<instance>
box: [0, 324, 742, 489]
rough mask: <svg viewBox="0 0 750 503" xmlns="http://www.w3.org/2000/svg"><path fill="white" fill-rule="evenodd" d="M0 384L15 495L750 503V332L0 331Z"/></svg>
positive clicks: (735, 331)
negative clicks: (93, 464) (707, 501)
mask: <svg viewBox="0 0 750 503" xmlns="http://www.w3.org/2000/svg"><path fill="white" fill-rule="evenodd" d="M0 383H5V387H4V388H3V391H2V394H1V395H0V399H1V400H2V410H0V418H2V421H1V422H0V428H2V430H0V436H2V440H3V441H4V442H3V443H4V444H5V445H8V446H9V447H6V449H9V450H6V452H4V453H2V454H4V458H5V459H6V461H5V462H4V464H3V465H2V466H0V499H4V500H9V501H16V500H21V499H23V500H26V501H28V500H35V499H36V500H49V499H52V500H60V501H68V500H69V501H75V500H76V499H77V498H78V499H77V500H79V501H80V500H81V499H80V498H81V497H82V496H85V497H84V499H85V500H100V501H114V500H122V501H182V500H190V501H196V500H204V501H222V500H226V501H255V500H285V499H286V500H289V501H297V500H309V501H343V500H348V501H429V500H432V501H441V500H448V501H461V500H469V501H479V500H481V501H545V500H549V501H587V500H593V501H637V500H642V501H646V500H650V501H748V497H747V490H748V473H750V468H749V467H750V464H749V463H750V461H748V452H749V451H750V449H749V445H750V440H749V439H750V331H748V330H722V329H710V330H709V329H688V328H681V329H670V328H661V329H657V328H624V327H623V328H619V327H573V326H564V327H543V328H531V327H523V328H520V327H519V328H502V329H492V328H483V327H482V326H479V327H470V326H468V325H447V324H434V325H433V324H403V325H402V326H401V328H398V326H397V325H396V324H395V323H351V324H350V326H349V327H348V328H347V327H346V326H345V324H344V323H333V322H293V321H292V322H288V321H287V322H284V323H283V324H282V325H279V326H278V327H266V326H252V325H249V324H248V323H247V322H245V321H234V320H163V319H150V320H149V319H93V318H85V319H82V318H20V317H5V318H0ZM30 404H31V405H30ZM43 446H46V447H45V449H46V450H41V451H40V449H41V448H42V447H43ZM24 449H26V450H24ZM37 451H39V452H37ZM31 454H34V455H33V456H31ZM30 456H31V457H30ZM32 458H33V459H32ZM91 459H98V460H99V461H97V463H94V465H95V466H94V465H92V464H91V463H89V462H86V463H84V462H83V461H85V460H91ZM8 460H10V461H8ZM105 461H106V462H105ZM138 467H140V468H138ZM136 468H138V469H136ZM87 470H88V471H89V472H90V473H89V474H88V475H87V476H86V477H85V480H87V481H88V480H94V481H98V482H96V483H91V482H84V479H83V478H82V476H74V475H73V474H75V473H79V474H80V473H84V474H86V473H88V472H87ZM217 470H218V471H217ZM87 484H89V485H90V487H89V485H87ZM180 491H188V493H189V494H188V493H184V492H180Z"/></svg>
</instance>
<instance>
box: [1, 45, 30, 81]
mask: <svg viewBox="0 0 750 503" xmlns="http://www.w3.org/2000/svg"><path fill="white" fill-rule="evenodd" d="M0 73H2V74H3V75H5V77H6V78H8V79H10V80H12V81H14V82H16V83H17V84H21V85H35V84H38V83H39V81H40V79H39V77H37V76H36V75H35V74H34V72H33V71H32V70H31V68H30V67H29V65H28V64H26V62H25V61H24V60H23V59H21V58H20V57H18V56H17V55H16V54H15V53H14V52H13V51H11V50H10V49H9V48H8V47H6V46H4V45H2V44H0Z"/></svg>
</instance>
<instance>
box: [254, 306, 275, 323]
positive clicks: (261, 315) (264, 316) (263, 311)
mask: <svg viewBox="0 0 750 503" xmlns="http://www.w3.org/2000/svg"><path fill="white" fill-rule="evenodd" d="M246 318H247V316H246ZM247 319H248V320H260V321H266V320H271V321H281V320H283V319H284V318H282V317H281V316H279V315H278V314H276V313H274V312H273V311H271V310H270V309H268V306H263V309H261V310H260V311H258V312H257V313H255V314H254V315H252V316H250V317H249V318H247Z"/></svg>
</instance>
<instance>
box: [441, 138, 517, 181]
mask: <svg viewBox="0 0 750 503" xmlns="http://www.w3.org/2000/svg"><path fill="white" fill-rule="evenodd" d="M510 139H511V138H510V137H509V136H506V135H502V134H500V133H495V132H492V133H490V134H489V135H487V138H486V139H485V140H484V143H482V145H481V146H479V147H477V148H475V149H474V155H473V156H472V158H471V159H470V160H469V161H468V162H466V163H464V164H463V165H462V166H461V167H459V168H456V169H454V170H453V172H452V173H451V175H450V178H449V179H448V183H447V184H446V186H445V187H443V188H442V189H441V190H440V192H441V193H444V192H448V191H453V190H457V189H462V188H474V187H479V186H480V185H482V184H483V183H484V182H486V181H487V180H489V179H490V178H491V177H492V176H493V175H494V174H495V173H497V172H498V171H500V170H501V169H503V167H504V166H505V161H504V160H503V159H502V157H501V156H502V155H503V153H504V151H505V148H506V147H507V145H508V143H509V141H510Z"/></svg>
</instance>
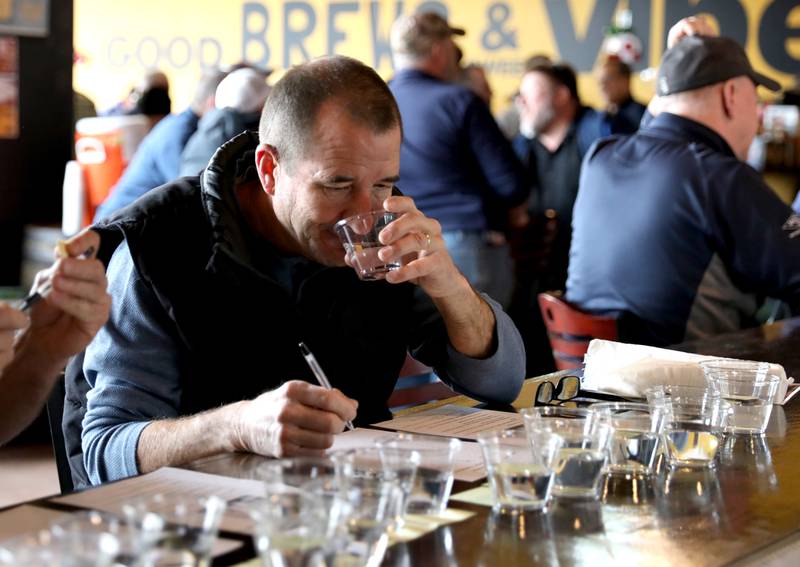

===============

- **PROBLEM DESCRIPTION**: Return all of the items above verbatim, leaving out the picture.

- **ANSWER BOX**:
<instance>
box: [0, 324, 742, 489]
rough mask: <svg viewBox="0 0 750 503" xmlns="http://www.w3.org/2000/svg"><path fill="white" fill-rule="evenodd" d="M0 384L15 495L750 503V332L0 331Z"/></svg>
positive clicks: (735, 331)
negative clicks: (93, 464) (707, 501)
mask: <svg viewBox="0 0 750 503" xmlns="http://www.w3.org/2000/svg"><path fill="white" fill-rule="evenodd" d="M0 383H5V387H4V388H3V391H2V394H1V395H0V399H1V400H2V410H0V418H2V421H1V422H0V428H2V430H0V436H2V440H3V441H4V442H3V443H4V444H5V445H8V446H9V447H6V449H9V450H6V452H4V453H2V454H4V458H5V459H6V461H5V462H4V464H3V465H2V466H0V499H4V500H9V501H16V500H21V499H23V500H26V501H28V500H35V499H36V500H49V499H52V500H60V501H68V500H69V501H75V500H76V499H77V498H78V499H77V500H79V501H80V500H81V499H80V498H81V497H82V496H85V497H84V499H85V500H100V501H114V500H122V501H182V500H190V501H196V500H204V501H222V500H226V501H255V500H285V499H286V500H289V501H297V500H309V501H343V500H348V501H429V500H432V501H441V500H448V501H461V500H469V501H479V500H481V501H545V500H549V501H587V500H593V501H637V500H642V501H646V500H650V501H748V497H747V490H748V473H750V468H749V467H750V464H749V463H750V461H748V452H749V451H750V449H749V445H750V440H749V439H750V331H748V330H722V329H710V330H709V329H688V328H681V329H670V328H661V329H657V328H624V327H623V328H619V327H573V326H564V327H543V328H531V327H523V328H520V327H519V328H502V329H492V328H483V327H482V326H479V327H470V326H468V325H447V324H434V325H433V324H403V325H402V326H401V328H398V326H397V325H396V324H395V323H351V324H350V326H349V327H348V328H347V327H346V326H345V324H344V323H333V322H293V321H292V322H288V321H287V322H284V323H283V324H282V325H279V326H278V327H266V326H252V325H249V324H248V323H247V322H245V321H234V320H163V319H150V320H149V319H93V318H85V319H82V318H20V317H5V318H0ZM30 404H31V405H30ZM43 446H46V447H45V449H46V450H41V451H40V449H41V448H42V447H43ZM24 449H26V450H24ZM37 451H39V452H37ZM31 454H34V455H33V456H31ZM30 456H31V457H30ZM32 458H33V459H32ZM91 459H98V460H99V461H97V463H94V465H95V466H94V465H92V464H91V463H89V462H86V463H84V462H83V461H85V460H91ZM8 460H10V461H8ZM105 461H106V462H105ZM138 467H140V468H138ZM136 468H138V469H136ZM87 470H88V471H89V472H90V473H89V474H88V475H87V476H86V477H85V480H87V481H88V480H94V481H98V482H96V483H91V482H84V479H83V478H82V476H74V475H73V474H75V473H79V474H80V473H84V474H86V473H88V472H87ZM217 470H218V471H217ZM87 484H89V485H90V487H89V485H87ZM180 491H188V493H189V494H188V493H184V492H180Z"/></svg>
</instance>
<instance>
box: [1, 45, 30, 81]
mask: <svg viewBox="0 0 750 503" xmlns="http://www.w3.org/2000/svg"><path fill="white" fill-rule="evenodd" d="M0 73H2V74H3V75H5V77H6V78H8V79H10V80H12V81H14V82H16V83H17V84H21V85H35V84H38V83H39V81H40V79H39V77H37V76H36V75H35V74H34V72H33V71H32V70H31V68H30V67H29V65H28V64H26V62H25V61H24V60H23V59H21V58H20V57H18V56H17V55H16V54H15V53H14V52H13V51H11V50H10V49H9V48H8V47H6V46H4V45H2V44H0Z"/></svg>
</instance>
<instance>
box: [254, 306, 275, 323]
positive clicks: (261, 315) (264, 316) (263, 311)
mask: <svg viewBox="0 0 750 503" xmlns="http://www.w3.org/2000/svg"><path fill="white" fill-rule="evenodd" d="M246 318H247V316H246ZM247 319H248V320H260V321H266V320H271V321H281V320H283V319H284V318H282V317H281V316H279V315H278V314H276V313H274V312H273V311H271V310H270V309H268V306H263V309H261V310H260V311H258V312H257V313H255V314H254V315H252V316H250V317H249V318H247Z"/></svg>
</instance>
<instance>
box: [441, 138, 517, 181]
mask: <svg viewBox="0 0 750 503" xmlns="http://www.w3.org/2000/svg"><path fill="white" fill-rule="evenodd" d="M510 139H511V138H510V137H509V136H506V135H502V134H500V133H495V132H492V133H490V134H489V135H487V138H486V139H485V140H484V143H482V145H481V146H479V147H477V148H475V149H474V155H473V156H472V158H471V159H470V160H469V161H468V162H466V163H464V164H463V165H462V166H461V167H459V168H456V169H454V170H453V172H452V173H451V175H450V178H449V179H448V183H447V184H446V186H445V187H443V188H442V189H441V190H440V192H441V193H444V192H448V191H453V190H457V189H462V188H474V187H479V186H480V185H482V184H483V183H484V182H486V181H487V180H489V179H490V178H491V177H492V176H493V175H494V174H495V173H497V172H498V171H500V170H501V169H503V167H504V166H505V161H504V160H503V159H502V157H501V156H502V155H503V153H504V151H505V148H506V147H507V145H508V143H509V141H510Z"/></svg>
</instance>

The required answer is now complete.